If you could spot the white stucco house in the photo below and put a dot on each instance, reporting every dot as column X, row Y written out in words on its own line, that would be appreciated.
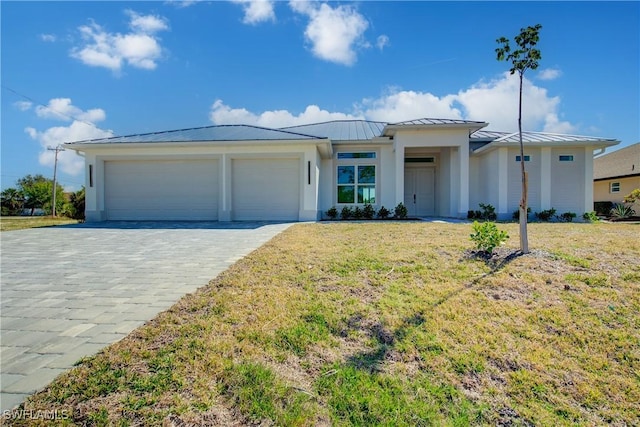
column 435, row 167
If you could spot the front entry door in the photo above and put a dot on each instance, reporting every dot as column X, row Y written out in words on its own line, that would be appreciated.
column 419, row 191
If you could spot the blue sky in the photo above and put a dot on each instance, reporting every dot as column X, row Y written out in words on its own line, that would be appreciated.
column 81, row 70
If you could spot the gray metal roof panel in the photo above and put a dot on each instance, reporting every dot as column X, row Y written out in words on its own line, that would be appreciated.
column 544, row 137
column 431, row 122
column 619, row 163
column 209, row 133
column 342, row 130
column 488, row 134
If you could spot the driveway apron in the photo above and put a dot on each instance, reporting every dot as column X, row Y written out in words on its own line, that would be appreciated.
column 67, row 292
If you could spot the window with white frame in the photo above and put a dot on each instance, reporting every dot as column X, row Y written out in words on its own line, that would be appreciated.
column 614, row 187
column 356, row 178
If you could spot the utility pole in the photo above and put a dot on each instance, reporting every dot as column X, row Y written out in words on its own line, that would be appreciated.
column 55, row 168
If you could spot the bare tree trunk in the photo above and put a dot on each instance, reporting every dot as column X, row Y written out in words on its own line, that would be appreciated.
column 524, row 239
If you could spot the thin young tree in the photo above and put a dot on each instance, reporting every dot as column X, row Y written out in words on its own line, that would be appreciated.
column 524, row 58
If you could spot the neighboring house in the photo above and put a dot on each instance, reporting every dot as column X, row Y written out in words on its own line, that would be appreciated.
column 435, row 167
column 616, row 174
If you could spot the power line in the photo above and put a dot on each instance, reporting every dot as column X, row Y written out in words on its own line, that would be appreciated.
column 55, row 168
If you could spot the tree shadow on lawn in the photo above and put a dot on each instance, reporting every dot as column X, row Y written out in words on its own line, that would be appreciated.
column 386, row 340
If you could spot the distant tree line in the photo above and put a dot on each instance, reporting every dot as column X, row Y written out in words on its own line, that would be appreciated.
column 33, row 194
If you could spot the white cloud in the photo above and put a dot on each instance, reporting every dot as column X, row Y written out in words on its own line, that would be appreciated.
column 181, row 3
column 549, row 74
column 382, row 41
column 140, row 48
column 62, row 109
column 80, row 129
column 334, row 33
column 256, row 11
column 399, row 106
column 223, row 114
column 68, row 161
column 495, row 102
column 23, row 105
column 146, row 24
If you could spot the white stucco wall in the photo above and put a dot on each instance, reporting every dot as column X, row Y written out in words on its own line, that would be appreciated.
column 514, row 176
column 567, row 181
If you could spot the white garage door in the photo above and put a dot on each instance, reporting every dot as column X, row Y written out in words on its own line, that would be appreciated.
column 161, row 190
column 266, row 189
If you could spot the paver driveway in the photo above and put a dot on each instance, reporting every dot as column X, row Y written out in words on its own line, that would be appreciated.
column 67, row 292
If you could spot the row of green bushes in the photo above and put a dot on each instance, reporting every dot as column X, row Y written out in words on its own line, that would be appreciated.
column 367, row 212
column 616, row 211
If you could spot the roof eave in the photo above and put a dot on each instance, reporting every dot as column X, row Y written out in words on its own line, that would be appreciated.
column 607, row 178
column 553, row 144
column 392, row 129
column 83, row 146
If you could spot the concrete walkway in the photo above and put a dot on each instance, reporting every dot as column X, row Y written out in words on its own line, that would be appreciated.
column 66, row 292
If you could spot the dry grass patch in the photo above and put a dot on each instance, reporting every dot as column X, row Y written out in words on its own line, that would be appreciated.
column 385, row 324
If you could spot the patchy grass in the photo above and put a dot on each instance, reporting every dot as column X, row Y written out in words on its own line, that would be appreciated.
column 385, row 324
column 23, row 222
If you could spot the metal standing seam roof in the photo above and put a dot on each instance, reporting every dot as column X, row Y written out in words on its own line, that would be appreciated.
column 487, row 135
column 544, row 137
column 432, row 122
column 618, row 164
column 209, row 133
column 342, row 130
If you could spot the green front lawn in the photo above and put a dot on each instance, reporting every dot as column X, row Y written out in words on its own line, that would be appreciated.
column 385, row 324
column 8, row 223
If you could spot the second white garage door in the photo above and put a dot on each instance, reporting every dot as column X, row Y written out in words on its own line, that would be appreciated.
column 266, row 189
column 161, row 190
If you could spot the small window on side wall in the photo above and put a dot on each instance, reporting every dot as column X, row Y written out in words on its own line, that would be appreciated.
column 614, row 187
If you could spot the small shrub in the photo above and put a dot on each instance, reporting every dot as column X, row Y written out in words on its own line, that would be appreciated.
column 603, row 208
column 566, row 216
column 546, row 215
column 332, row 213
column 622, row 211
column 383, row 213
column 488, row 212
column 368, row 212
column 346, row 212
column 487, row 236
column 401, row 211
column 632, row 197
column 357, row 213
column 516, row 214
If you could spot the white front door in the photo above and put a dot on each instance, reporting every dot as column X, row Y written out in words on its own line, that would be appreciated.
column 419, row 190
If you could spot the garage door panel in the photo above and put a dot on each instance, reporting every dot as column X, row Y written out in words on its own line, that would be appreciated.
column 161, row 190
column 266, row 189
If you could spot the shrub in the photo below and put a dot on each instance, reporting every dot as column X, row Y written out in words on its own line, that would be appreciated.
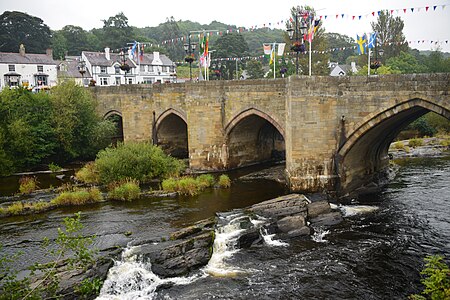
column 78, row 197
column 140, row 161
column 224, row 181
column 205, row 181
column 54, row 167
column 127, row 190
column 170, row 185
column 436, row 280
column 415, row 142
column 88, row 174
column 27, row 185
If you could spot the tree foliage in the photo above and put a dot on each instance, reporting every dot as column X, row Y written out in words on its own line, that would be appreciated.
column 20, row 28
column 41, row 128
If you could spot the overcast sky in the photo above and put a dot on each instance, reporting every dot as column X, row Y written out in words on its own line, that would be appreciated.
column 420, row 25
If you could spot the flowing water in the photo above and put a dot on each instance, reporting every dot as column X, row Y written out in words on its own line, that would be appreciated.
column 376, row 253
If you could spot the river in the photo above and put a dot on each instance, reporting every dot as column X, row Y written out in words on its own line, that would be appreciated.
column 376, row 253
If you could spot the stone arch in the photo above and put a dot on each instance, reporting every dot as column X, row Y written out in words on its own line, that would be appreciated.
column 170, row 133
column 116, row 117
column 363, row 160
column 253, row 137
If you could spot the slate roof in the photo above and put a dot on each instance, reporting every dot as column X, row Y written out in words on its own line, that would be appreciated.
column 99, row 59
column 28, row 58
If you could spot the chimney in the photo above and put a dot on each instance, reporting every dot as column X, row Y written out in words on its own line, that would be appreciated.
column 107, row 56
column 22, row 50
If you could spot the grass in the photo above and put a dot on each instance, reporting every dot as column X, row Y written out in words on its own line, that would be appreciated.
column 415, row 142
column 193, row 186
column 126, row 190
column 224, row 181
column 78, row 197
column 88, row 174
column 28, row 185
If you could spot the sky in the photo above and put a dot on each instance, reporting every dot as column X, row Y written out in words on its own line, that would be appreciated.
column 422, row 28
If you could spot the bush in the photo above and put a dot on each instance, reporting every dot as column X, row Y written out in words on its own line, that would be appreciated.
column 127, row 190
column 436, row 280
column 205, row 181
column 140, row 161
column 224, row 181
column 415, row 142
column 54, row 167
column 88, row 174
column 27, row 185
column 78, row 197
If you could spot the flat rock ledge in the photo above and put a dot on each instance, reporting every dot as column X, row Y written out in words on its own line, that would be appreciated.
column 289, row 216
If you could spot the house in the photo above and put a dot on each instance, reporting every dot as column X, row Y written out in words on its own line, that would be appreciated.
column 342, row 70
column 34, row 71
column 108, row 68
column 71, row 68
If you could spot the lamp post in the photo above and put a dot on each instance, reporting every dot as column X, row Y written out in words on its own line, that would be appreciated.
column 296, row 34
column 82, row 70
column 189, row 48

YOUR GOAL: Reproduce without change the stretch of the records from the line that contains "If you could spot the front" through the line that contains "column 488, row 134", with both of those lines included.

EXERCISE RESPONSE:
If you could spot the front entry door in the photo above and put a dot on each instance, reporting every dot as column X, row Y written out in words on its own line, that would be appreciated.
column 419, row 191
If you could spot the blue sky in the photo above and put a dot on each instance, reporting every dot as column X, row Y written out in words on its own line, that would be appreciated.
column 81, row 70
If you could spot the gray metal roof panel in the photo above and put a dot on each instance, reporting every dot as column X, row Y written out in words on its own line, that would be appreciated.
column 544, row 137
column 431, row 122
column 619, row 163
column 209, row 133
column 342, row 130
column 488, row 134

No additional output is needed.